(Collected data entries)
= Beginning of Section =

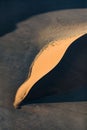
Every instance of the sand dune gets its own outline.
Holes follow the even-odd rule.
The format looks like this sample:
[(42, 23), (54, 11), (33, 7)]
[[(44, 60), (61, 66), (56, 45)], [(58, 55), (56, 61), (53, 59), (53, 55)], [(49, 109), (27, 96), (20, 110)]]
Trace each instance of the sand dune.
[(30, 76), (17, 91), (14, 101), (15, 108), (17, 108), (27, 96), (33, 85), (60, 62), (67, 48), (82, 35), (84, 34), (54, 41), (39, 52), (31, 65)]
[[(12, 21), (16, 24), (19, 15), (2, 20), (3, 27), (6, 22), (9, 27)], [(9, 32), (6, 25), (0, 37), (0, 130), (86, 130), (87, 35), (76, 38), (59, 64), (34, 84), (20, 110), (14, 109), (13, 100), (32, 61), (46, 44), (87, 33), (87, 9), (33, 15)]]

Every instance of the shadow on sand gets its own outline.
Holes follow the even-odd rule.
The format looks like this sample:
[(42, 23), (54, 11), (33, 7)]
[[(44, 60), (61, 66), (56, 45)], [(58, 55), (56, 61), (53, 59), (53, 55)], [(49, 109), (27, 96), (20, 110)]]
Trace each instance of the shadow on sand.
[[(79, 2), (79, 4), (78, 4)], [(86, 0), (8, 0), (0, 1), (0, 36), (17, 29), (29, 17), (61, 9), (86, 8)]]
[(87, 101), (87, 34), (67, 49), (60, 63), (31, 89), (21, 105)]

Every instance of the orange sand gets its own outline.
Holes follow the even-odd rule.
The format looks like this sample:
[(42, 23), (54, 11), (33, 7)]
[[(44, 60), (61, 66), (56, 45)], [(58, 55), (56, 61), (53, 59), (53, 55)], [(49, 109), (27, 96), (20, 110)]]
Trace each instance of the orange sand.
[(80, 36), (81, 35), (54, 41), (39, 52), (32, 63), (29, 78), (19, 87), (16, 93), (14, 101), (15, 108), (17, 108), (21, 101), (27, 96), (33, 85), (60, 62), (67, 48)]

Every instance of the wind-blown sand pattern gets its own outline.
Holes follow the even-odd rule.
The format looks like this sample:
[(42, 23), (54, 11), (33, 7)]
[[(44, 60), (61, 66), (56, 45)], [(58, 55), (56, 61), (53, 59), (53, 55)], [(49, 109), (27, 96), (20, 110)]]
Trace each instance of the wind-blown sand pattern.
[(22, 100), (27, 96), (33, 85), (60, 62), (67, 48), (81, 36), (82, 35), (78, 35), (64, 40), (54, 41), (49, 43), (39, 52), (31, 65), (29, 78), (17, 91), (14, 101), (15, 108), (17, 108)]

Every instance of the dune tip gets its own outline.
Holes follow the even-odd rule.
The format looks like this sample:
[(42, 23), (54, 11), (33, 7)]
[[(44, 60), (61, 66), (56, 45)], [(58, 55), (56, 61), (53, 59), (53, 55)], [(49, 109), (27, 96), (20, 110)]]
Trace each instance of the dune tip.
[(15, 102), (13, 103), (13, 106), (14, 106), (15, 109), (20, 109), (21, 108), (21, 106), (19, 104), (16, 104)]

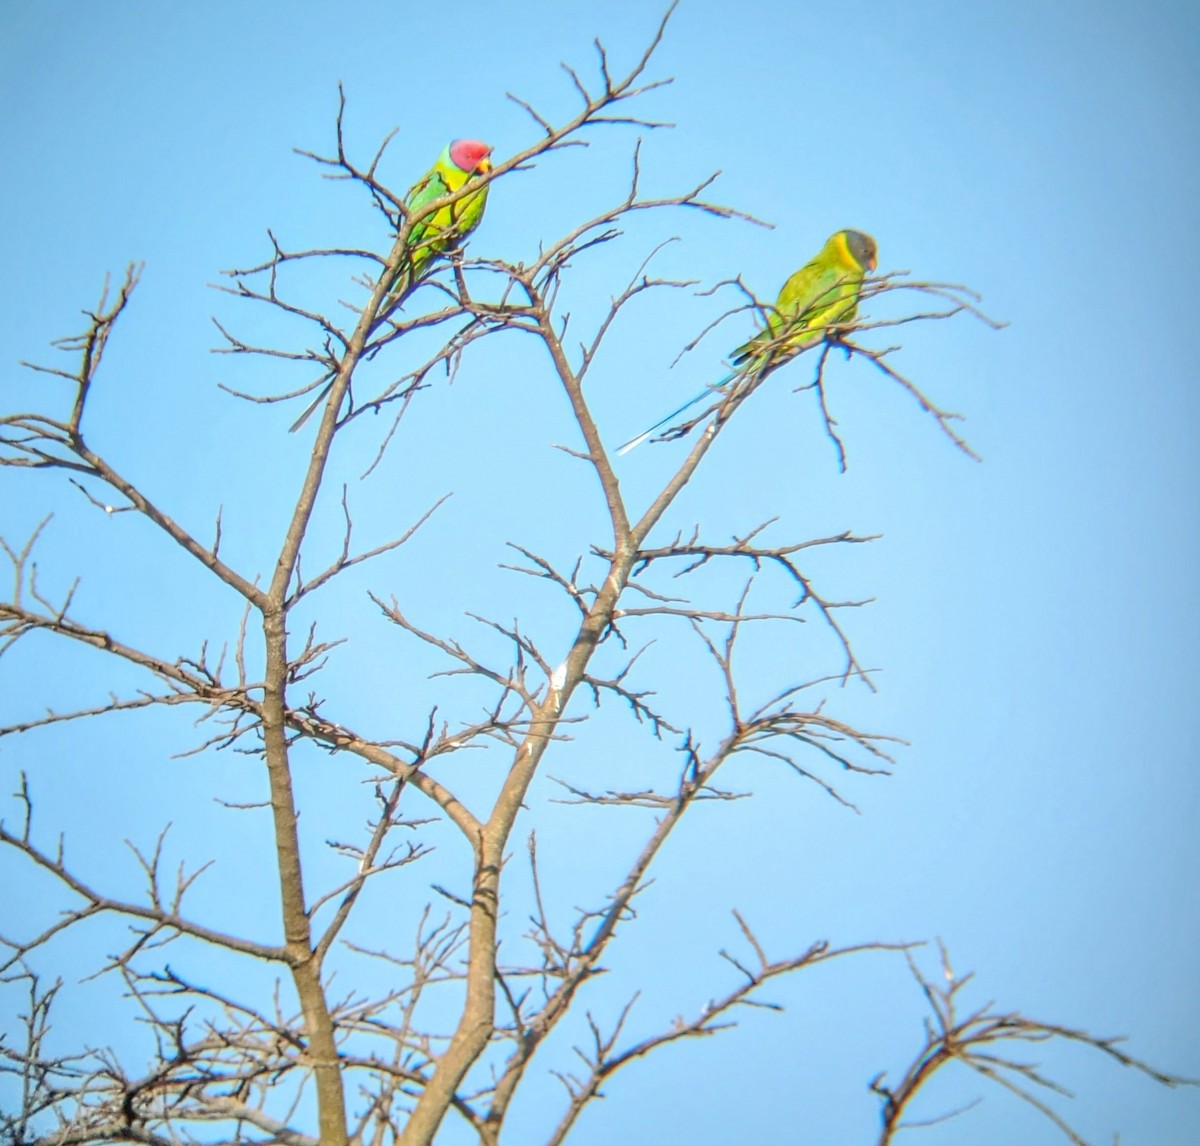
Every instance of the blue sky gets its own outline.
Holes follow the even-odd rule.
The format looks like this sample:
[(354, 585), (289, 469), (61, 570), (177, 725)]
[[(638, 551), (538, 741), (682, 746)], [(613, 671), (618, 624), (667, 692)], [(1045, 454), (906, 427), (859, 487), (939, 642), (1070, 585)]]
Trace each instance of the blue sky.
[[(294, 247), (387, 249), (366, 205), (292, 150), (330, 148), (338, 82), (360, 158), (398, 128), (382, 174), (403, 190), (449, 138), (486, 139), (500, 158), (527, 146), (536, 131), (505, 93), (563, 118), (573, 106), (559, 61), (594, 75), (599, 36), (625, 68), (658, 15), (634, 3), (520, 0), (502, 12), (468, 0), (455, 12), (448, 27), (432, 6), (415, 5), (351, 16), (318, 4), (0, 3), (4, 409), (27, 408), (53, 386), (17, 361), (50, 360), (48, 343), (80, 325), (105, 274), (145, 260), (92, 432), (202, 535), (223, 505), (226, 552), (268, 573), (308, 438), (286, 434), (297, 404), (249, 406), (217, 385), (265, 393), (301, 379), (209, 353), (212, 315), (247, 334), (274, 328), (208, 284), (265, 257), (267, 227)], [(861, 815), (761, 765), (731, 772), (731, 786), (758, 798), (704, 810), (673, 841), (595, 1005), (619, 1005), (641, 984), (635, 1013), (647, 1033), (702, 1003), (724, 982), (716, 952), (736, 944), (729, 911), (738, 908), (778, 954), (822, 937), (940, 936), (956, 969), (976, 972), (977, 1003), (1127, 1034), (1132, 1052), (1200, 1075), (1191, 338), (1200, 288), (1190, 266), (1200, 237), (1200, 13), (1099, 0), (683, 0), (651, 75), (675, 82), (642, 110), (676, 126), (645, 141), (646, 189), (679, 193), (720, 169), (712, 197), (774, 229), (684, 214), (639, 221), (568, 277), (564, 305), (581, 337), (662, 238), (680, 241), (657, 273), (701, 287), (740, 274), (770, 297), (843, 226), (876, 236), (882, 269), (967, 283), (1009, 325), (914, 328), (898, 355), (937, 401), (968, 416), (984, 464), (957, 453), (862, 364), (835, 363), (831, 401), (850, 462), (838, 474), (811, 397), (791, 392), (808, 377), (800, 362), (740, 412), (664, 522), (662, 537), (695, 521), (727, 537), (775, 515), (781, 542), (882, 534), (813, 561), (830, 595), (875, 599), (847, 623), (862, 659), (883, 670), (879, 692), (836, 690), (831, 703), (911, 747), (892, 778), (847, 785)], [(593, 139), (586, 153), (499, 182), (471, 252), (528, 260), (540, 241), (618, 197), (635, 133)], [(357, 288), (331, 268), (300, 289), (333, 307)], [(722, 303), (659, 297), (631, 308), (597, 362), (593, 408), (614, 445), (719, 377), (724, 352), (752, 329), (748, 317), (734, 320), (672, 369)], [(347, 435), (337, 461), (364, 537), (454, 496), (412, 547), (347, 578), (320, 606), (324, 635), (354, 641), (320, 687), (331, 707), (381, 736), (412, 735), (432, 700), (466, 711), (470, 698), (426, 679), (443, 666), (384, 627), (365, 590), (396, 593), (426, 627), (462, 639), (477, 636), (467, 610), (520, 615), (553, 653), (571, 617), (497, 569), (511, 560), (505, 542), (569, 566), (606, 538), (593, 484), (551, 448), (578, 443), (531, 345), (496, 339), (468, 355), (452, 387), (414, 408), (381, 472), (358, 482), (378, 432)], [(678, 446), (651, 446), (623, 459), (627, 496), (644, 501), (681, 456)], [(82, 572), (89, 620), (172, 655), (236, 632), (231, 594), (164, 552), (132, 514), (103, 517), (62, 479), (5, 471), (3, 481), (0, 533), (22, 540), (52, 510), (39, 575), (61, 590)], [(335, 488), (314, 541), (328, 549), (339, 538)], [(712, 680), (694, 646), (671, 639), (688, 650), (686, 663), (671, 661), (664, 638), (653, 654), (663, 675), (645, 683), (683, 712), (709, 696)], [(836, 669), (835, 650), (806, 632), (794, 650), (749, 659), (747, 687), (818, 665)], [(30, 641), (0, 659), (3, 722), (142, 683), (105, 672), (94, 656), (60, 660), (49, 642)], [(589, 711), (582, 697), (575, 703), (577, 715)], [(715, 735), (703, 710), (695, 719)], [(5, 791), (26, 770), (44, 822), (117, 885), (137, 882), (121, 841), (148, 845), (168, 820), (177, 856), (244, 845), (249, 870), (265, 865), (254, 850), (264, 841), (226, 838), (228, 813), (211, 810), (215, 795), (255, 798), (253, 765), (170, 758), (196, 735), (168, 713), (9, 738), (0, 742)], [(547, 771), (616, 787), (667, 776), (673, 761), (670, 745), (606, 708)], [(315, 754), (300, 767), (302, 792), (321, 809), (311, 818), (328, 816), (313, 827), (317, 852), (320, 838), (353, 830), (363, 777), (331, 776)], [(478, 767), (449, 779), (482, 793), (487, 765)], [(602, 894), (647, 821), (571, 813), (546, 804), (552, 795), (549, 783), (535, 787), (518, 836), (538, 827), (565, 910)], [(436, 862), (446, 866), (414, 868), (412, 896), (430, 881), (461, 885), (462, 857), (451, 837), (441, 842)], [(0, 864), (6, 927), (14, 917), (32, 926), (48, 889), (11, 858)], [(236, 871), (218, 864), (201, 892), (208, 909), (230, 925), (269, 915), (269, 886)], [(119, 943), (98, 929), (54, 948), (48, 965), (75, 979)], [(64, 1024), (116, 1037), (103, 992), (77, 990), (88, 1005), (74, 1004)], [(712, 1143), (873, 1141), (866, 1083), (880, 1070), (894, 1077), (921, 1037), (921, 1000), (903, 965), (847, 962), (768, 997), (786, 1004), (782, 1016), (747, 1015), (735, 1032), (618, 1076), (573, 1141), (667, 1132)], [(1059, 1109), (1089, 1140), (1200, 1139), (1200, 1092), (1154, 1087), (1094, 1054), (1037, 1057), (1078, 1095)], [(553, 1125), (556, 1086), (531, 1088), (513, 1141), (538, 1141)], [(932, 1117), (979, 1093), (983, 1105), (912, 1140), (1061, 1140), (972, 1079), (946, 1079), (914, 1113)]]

= End of Section =

WHAT THIS TASK INVOLVES: Find the word "outline" in the records, and report each line that has it.

WRITTEN SOLUTION:
Every instance of the sand dune gets its own outline.
Every instance of the shadow on sand gets its own outline.
Every instance of the orange sand gets its own outline.
Every instance of the wind-blown sand pattern gets its own outline.
Every instance of the dune tip gets its own outline.
Every instance of the blue sky gets its own outline.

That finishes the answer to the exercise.